>> START
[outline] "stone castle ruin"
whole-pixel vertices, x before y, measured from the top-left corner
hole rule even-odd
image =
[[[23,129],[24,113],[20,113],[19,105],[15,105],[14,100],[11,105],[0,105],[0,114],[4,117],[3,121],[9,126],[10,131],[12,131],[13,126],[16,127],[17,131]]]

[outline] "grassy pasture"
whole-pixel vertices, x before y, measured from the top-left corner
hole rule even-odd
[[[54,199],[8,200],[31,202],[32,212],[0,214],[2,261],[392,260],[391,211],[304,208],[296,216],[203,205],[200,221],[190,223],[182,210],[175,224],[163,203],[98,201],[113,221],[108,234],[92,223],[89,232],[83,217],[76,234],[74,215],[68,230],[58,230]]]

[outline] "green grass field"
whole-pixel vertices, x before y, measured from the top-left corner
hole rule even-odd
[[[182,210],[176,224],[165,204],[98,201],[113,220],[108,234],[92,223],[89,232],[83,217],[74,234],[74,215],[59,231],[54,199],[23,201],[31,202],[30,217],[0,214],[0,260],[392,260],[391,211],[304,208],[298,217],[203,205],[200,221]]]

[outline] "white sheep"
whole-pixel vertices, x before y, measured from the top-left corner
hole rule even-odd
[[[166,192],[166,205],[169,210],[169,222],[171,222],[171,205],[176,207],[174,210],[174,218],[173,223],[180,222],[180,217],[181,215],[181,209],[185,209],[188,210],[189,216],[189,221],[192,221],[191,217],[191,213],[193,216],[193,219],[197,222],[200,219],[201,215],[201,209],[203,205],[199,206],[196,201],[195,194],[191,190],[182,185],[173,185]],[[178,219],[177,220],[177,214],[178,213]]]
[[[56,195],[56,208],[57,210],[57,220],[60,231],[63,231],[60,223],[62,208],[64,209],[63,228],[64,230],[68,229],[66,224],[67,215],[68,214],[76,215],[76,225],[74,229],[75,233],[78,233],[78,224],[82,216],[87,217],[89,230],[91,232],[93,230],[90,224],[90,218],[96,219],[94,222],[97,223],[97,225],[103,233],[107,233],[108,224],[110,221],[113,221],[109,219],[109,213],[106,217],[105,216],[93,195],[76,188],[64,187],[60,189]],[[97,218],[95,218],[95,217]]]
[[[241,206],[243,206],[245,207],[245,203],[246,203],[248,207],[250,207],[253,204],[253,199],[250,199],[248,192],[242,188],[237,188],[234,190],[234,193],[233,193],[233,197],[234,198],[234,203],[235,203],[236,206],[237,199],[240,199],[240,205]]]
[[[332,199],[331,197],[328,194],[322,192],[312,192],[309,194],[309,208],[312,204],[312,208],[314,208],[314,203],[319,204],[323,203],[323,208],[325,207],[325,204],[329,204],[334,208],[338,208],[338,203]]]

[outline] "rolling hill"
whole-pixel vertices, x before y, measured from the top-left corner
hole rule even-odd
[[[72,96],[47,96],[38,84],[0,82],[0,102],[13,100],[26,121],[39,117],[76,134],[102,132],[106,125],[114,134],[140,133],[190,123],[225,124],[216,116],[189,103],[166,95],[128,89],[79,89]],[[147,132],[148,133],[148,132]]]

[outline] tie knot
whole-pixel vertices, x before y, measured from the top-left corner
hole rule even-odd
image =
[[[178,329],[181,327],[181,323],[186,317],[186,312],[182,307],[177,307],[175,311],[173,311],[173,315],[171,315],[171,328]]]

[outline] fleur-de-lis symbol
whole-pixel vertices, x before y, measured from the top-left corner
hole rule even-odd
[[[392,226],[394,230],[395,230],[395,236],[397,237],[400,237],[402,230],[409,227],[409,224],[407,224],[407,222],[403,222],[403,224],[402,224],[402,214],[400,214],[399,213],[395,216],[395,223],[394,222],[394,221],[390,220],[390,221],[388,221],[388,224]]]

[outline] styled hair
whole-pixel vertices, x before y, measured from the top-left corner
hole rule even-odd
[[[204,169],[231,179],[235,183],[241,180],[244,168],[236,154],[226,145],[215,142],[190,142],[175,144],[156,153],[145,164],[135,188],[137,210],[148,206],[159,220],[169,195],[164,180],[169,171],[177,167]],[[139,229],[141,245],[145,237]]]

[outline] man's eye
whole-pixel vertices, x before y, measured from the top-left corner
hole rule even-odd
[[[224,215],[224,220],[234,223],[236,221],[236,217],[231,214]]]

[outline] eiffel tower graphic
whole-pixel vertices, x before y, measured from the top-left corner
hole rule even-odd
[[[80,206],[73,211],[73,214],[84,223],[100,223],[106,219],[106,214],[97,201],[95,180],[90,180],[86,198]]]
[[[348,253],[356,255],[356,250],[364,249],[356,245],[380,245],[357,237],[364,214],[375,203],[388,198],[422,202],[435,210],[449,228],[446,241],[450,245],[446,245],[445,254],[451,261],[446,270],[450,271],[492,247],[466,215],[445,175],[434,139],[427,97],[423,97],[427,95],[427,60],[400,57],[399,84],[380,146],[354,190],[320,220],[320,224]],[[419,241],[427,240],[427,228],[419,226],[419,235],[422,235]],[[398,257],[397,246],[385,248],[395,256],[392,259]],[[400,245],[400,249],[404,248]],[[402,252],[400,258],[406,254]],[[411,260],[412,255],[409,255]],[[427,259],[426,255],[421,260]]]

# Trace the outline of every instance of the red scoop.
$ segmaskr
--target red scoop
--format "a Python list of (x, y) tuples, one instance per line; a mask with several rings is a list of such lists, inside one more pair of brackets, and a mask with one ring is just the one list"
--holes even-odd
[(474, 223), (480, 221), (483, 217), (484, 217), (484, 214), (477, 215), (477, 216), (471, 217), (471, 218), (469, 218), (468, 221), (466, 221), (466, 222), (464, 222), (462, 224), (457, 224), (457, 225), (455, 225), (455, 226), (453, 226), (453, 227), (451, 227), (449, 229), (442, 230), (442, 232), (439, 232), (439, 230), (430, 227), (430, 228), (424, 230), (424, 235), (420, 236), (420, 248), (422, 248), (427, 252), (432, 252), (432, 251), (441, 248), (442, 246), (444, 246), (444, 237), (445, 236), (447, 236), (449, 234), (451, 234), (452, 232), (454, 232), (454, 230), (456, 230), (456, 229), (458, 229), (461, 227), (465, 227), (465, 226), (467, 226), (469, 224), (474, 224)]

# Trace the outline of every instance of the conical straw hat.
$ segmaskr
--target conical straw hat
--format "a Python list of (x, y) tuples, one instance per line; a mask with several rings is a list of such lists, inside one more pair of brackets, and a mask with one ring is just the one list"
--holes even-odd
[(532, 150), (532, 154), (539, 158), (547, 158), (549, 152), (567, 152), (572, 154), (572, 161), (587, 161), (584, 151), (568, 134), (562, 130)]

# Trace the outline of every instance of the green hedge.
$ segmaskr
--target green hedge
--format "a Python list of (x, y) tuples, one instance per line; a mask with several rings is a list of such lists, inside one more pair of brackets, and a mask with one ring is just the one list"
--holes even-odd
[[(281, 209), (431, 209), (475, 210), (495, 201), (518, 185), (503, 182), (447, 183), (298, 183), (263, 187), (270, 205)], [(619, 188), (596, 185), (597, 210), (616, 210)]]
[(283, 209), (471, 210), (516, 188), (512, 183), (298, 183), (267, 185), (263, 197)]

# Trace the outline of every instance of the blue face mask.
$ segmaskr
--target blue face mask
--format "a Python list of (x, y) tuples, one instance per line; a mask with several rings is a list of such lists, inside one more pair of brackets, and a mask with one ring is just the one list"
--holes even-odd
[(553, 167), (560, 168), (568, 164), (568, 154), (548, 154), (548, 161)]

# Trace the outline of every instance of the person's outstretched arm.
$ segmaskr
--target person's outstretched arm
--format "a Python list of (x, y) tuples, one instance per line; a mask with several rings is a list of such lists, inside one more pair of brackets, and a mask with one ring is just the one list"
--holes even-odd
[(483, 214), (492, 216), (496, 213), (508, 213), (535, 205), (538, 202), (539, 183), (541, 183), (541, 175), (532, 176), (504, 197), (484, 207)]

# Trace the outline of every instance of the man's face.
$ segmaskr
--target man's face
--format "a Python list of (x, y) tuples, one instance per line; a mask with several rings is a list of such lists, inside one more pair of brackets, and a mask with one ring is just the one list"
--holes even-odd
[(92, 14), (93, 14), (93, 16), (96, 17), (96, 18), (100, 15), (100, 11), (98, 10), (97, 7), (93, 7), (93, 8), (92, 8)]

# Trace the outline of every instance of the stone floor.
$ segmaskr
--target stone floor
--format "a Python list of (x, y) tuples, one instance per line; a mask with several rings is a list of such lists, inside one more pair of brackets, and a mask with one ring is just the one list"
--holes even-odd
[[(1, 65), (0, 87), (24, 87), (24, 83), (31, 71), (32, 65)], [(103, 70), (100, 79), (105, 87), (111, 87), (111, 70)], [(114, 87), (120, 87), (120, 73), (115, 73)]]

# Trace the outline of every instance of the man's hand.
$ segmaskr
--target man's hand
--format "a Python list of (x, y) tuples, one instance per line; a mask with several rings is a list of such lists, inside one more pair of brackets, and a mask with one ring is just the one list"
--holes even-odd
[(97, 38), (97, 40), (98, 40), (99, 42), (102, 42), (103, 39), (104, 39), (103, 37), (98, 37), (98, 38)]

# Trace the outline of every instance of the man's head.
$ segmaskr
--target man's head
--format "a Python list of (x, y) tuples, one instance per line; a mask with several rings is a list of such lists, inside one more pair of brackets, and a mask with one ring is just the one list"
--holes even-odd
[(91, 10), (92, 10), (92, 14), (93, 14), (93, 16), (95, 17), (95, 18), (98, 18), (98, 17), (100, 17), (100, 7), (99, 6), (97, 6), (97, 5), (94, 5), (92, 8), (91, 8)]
>> END
Turn the lines from the one containing "# Trace the outline of every instance of the stone" through the one containing "37), (98, 38)]", both included, into a numbered list with one line per entry and no blank lines.

Written solution:
1. # Trace the outline of every instance of the stone floor.
2. $ segmaskr
3. --target stone floor
4. --format "a Python list of (x, y) tuples, one instance per line; a mask with several rings is a list of such lists, inside one more pair of brackets, and a mask with one ring is just the one list"
5. --holes even-odd
6. [[(1, 65), (0, 87), (24, 87), (24, 83), (31, 71), (32, 65)], [(103, 70), (100, 79), (105, 87), (111, 87), (111, 70)], [(114, 87), (120, 87), (120, 73), (115, 73)]]
7. # Trace the outline of every instance of the man's hand.
8. $ segmaskr
9. --target man's hand
10. --format "a Python list of (x, y) tuples, one instance per line; a mask with several rings is a list of such lists, inside one more pair of brackets, and a mask with one ring is just the one list"
11. --holes even-odd
12. [(97, 38), (97, 40), (98, 40), (99, 42), (102, 42), (103, 39), (104, 39), (103, 37), (98, 37), (98, 38)]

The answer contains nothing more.